*Consignes:*
1. Répondez à ces questions à partir de l'extrait sur le redoublement :
(a) Quel enseignement est connu pour son fort taux de redoublement parmi les pays de l'OCDE ?
(b) En 2019, quelle part des élèves de 5e secondaire avait doublé au moins une fois ?
(c) Quels deux types de sources ont été consultés ?
2. Recopiez fidèlement le passage de l'extrait sur le redoublement allant de « L’enseignement francophone de » jusqu'à « de ses données. ».
3. Prolongez l'extrait sur le redoublement à partir de sa dernière phrase.

Le redoublement, un facteur d’inégalité scolaire

L’enseignement francophone de Belgique est connu pour être l’enseignement avec un fort taux de redoublement parmi les pays de l’OCDE. En 2019, plus de 60% des élèves en 5e secondaire ont doublé au moins une fois… dont plus de la moitié deux fois[1]. Est-ce un des facteurs expliquant les fortes inégalités présentes dans l’enseignement francophone? Nous avons tenté d’y voir plus clair à travers diverses sources, tantôt à caractère scientifique produites par des chercheurs en sciences de l’éducation ou sciences sociales, tantôt à caractère associatif ayant un objectif politique dans la production de ses données.

*Données:*
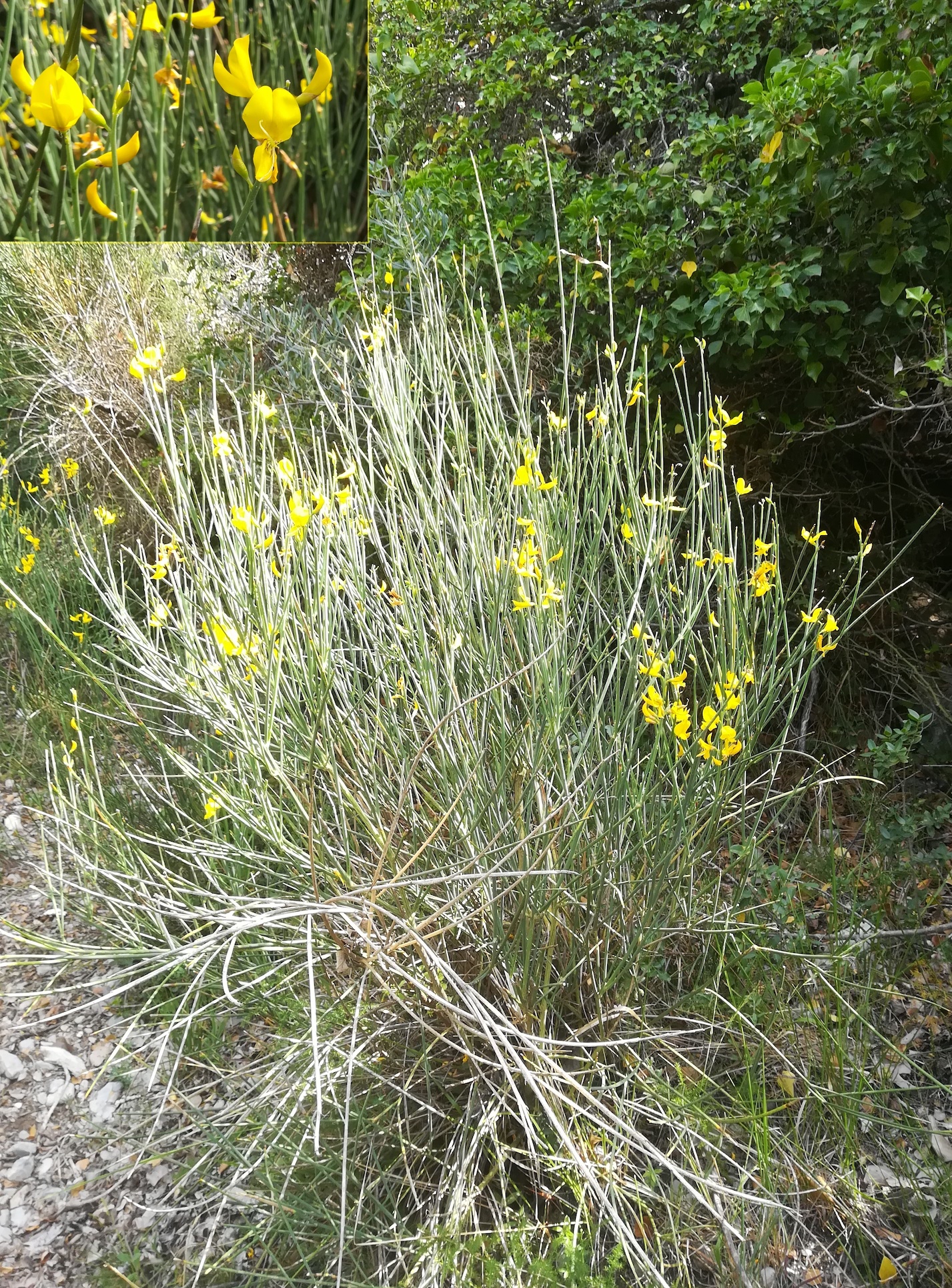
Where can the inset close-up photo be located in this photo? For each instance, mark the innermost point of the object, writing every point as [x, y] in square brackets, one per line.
[223, 121]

*Réponses:*
1.
(a) L'enseignement francophone de Belgique.
(b) Plus de 60 % des élèves.
(c) Des sources à caractère scientifique, produites par des chercheurs en sciences de l'éducation ou en sciences sociales, et des sources à caractère associatif ayant un objectif politique dans la production de leurs données.

2.
L’enseignement francophone de Belgique est connu pour être l’enseignement avec un fort taux de redoublement parmi les pays de l’OCDE. En 2019, plus de 60% des élèves en 5e secondaire ont doublé au moins une fois… dont plus de la moitié deux fois[1]. Est-ce un des facteurs expliquant les fortes inégalités présentes dans l’enseignement francophone? Nous avons tenté d’y voir plus clair à travers diverses sources, tantôt à caractère scientifique produites par des chercheurs en sciences de l’éducation ou sciences sociales, tantôt à caractère associatif ayant un objectif politique dans la production de ses données.

3.
Pour mieux saisir la vision de la justice et des égalités de chances au sein de l’enseignement, nous nous sommes intéressés à un texte en particulier «L’égalité à l’école: qu’en pensent les enseignants du primaire en Belgique francophone?» de Vincent Dupriez et Xavier Dumay. Au sein de cette production, on remarque que la majorité des professeurs de l’enseignement primaire ne tiennent pas compte, souvent de manière inconsciente, des inégalités externes au système éducatif. Il est également important de préciser que l’article, en s’axant sur l’enseignement primaire, permet de mieux comprendre le redoublement scolaire dès les premiers stades de l’enseignement.

Néanmoins dans cet article, les auteurs montrent que les enseignants sont soucieux d’un respect de traitement entre les élèves. Ils nomment cela «égalité de respect»[2]. Par ailleurs, Dupriez et Dumay interrogent l’enseignement pour tous en signalant une incohérence selon eux du système éducatif. L’enseignement s’est donné la vocation d’être un ascenseur social, en permettant à tous d’y entrer, mais il ne s’est pas fixé «une égalité de résultats entre groupes sociaux»[3].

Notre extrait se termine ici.